- EXCERPT TO READ -
===============
Nine steps to cleaner data

October 5, 2011 · by wciecon · in Econometrics, Frances Woolley, Teaching · 13 Comments

Real world data is messy. Dirty. Untidy.

Before you can even think about using all of those pretty techniques you learned in econometrics class, you need to clean up the data.

Here is my nine step approach.

1. Get organized. After several months of analysis do you honestly think you will have any recollection of exactly how you decided to recode the income data, or which specification it was that generated such beautiful results?

The best way of keeping track of your Stata work (and this post is written for people who use Stata) is to write all your code in a ".do" file, and then feed it into the computer. I should do that. But generally I don't, because I make so many mistakes it takes a long time to get the .do file to run (plus my co-authors do .do files). An alternative approach is create a log file every time you open Stata (click "File" then "log" then "begin log"). From your log files you can go back and reconstruct what you've done. This is not an approach recommended by professional economists of high repute. They all use .do files.

Once you open Stata and load your data file, you are likely to encounter an immediate problem: too much data. The Canadian Community Health Survey, for example, contains literally hundreds of different variables.

Now data cleaning is like any other kind of cleaning. The fastest way to tidy stuff up is just to chuck it out. In other words:

2. Choose your dependent and explanatory variables (and get rid of the other ones). Suppose, for example, you've just discovered that the Canadian Community Health Survey contains data on neight and income and you decide to test the theory that tall people earn more.

There's a standard way to estimate earnings, and that's with a Mincer equation:

log earnings = a + rS + b₁X + b₂X² ,

where X="potential experience" which is calculated as age minus years of schooling minus six.
===============
- DATASET EXTRACT -
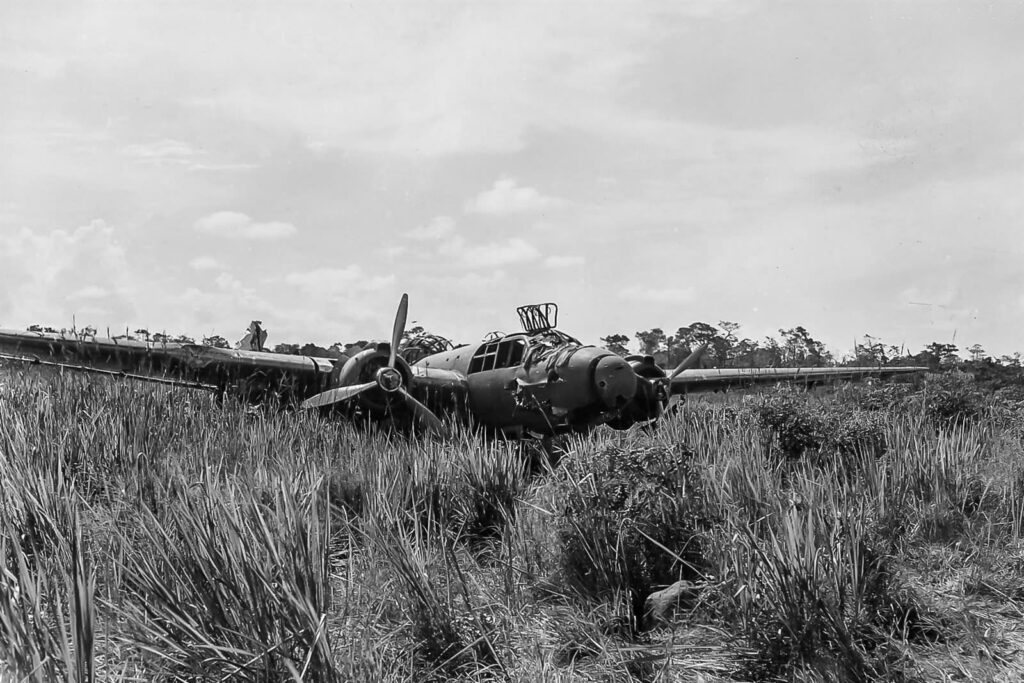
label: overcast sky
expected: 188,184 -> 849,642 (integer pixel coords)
0,0 -> 1024,355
===============
- JOB -
Can you carry on the post about cleaning survey data in Stata, starting right after its last sentence? The data above has no part in this.

- EXERCISE OUTPUT -
Clearly other factors also influence earnings – demographic variables (marital status, age, number of children), regional variables (urban v. rural, province of residence), whether the person's "human capital" was acquired in Canada or elsewhere (immigrant status, ethnicity, language).

And, of course, height.

Which explanatory variables are acceptable and which ones aren't is, to some extent, a matter of custom and tradition – like the practice of calling age-schooling-six "experience." When in doubt, ask WWIMS or "What would intermediate micro (macro) say?" Most of the important relationships in economics are covered there.

But there's a couple of things to avoid.

First, don't just throw stuff into your regression equation. The scientific method as taught in elementary schools ("Formulate a hypothesis and then test to see if the data is consistent with your hypothesis") is not an accurate description of how people actually do research. But it has some merits as a guiding principle.

If you just enough variables into your regression the odds of something being statisitcally significant just by random chance are fairly high, as is illustrated by this brilliant cartoon from xkcd.com.

A second no-no is having variables on the right side of your equation that are influenced by the variable that is on the left hand side. Suppose, for example, you are studying how much low income Canadians spend on housing, and you think "people who spend more on food have less money to spend on housing." So you specify your model as:

housing spending = a + b₁*income+b₂*spending on food+b₃*spending on other goods.

Well, you've basically estimated the person's budget constraint. Sure, more spending on food means less spending on housing, but that's true by definition. You haven't learnt anything about economic behaviour.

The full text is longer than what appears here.